WHAT YOU HAVE TO DO:
Can you transcribe every record below exactly as it appears?

EXERCISE DATA:
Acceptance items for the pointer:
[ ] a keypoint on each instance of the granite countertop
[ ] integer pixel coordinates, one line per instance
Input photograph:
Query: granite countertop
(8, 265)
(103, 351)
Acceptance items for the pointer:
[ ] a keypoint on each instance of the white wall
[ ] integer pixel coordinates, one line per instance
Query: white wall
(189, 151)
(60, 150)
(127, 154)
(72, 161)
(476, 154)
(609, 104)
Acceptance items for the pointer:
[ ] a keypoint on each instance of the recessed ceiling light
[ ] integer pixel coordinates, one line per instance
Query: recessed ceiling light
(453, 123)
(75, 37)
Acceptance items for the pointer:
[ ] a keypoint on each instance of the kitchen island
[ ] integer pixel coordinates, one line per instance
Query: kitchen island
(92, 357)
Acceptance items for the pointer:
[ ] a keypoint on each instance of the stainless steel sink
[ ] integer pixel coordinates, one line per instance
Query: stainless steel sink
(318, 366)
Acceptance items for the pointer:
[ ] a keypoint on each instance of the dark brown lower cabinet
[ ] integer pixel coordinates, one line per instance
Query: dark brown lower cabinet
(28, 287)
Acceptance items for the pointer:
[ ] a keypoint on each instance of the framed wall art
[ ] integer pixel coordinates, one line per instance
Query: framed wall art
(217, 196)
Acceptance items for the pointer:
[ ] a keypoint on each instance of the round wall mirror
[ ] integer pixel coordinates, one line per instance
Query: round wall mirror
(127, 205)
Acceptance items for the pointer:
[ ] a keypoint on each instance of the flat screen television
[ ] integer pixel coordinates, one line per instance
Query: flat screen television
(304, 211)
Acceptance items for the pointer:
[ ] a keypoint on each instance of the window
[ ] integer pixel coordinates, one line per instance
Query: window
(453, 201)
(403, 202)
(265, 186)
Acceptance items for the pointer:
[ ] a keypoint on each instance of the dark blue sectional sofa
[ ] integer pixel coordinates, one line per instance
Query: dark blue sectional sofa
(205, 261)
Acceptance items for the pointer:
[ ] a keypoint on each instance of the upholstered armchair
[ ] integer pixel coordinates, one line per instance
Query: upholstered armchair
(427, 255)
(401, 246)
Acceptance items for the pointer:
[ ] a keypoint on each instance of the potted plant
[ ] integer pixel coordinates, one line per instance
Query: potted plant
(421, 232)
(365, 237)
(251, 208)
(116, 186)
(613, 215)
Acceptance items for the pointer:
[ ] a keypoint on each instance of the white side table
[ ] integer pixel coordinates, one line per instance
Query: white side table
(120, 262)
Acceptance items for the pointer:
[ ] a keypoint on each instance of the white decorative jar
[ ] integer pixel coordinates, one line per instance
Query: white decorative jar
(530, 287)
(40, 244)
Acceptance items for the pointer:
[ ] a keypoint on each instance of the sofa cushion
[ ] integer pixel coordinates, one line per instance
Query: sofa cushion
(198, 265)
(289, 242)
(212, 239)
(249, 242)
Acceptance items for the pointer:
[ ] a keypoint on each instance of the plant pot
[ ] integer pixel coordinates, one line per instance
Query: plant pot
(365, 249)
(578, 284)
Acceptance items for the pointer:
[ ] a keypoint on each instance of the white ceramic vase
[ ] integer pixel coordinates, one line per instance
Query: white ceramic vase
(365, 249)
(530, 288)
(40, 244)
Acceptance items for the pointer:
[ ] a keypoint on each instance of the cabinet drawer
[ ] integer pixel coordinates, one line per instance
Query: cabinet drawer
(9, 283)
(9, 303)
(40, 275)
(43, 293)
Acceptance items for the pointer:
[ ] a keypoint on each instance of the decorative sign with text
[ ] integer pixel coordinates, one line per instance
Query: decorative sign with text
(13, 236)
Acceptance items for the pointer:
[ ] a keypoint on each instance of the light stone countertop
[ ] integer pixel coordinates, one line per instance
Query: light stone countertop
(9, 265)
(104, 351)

ANSWER FOR THIS EXERCISE:
Acceptance items for the pointer:
[ ] a keypoint on each instance of the granite countertop
[ ] integer pixel coordinates, one line per instance
Input photograph:
Query: granite countertop
(8, 265)
(103, 351)
Acceptance items for the pointer:
[ ] a keypoint on each instance of the white wall
[ ] integer pixel coordinates, one line per instance
Query: white wall
(189, 151)
(60, 150)
(127, 154)
(72, 161)
(476, 154)
(609, 104)
Acceptance items for the pointer:
[ ] a keypoint on each instance of the recessed ceiling light
[ ] integer pixel coordinates, one line per instance
Query: recessed ceiling light
(453, 123)
(75, 37)
Acceptance items for the pointer:
[ ] a keypoint on each instance of the kitchen island
[ ] integer pixel coordinates, one line per instance
Query: kitchen island
(92, 357)
Acceptance items for the pointer:
[ ] a keypoint on each instance of the stainless steel sink
[ ] integer pixel coordinates, one line per instance
Query: stainless steel sink
(318, 366)
Acceptance items for the pointer:
[ ] a keypoint on each instance of the dark brown lower cabinet
[ ] integer pixel coordinates, one line per instance
Query: dark brown lower cabinet
(28, 287)
Acceptance items for the pointer:
[ ] a keypoint on each instance of the framed wall art
[ ] integer pixel coordinates, one line per instance
Query: framed wall art
(217, 196)
Acceptance items for the pointer:
[ ] a keypoint on each instance of the round wall mirror
[ ] integer pixel coordinates, one line per instance
Query: round wall mirror
(127, 205)
Acceptance items for the pointer:
[ ] a keypoint on each instance of the flat screen television
[ ] integer pixel coordinates, one line per instance
Query: flat screen television
(304, 211)
Acceptance items for the pointer:
[ ] a keypoint on each instance of the window
[ ] integer pixel coordinates, one line per instance
Query: window
(453, 201)
(403, 202)
(265, 186)
Acceptance items for the pointer:
[ ] a keypoint on each instance of the dark blue sectional sofa
[ ] integer pixel coordinates, one line per instance
Query: dark blue sectional sofa
(205, 261)
Acceptance items for the pointer:
[ ] a keypoint on each instance of the upholstered armchair
[ ] integer pixel coordinates, one line per instance
Query: upholstered armchair
(427, 255)
(401, 246)
Acceptance items for the pointer:
[ ] a keypoint on each instance of the potted plant
[ ] integer pixel coordinates, one line per instance
Query: potted plant
(421, 232)
(365, 237)
(251, 208)
(116, 186)
(613, 215)
Acceptance items for the pointer:
[ ] a keypoint on each instance of the white side table
[ ] integer pixel coordinates, one line per instance
Query: white side table
(120, 262)
Acceptance items for the pointer:
[ ] a keypoint on each instance of the white decorative jar
[ ] integer pixel coordinates, one line per instance
Query: white decorative jar
(530, 287)
(40, 244)
Acceptance items for the pointer:
[ ] a keypoint on each instance of the sofa cushion
[ ] integer pixel coordinates, one line per instance
Query: sofa cushion
(198, 265)
(289, 242)
(212, 239)
(249, 242)
Acceptance items for the pointer:
[ ] a keypoint on each instance of the plant pot
[ ] integer pixel coordinates, one line per instance
Query: plant pot
(365, 249)
(578, 284)
Acceptance items for the pointer:
[ ] a keypoint on each instance of the white ceramic vase
[ ] integer pixel coordinates, one line per instance
Query: white ceramic vase
(365, 249)
(530, 288)
(40, 244)
Acceptance items for the pointer:
[ ] a keypoint on each instance of the cabinet drawer
[ ] integer pixel coordinates, one line per instance
Query: cabinet drawer
(9, 283)
(9, 303)
(40, 275)
(43, 293)
Acceptance items for the pointer:
[ ] a keypoint on each instance of the decorative sign with text
[ ] integer pixel coordinates, one line per instance
Query: decorative sign with text
(13, 236)
Acceptance items for the pointer:
[ ] a keypoint on each instance of the light stone countertop
[ ] integer pixel coordinates, one line per instance
Query: light stone countertop
(9, 265)
(104, 351)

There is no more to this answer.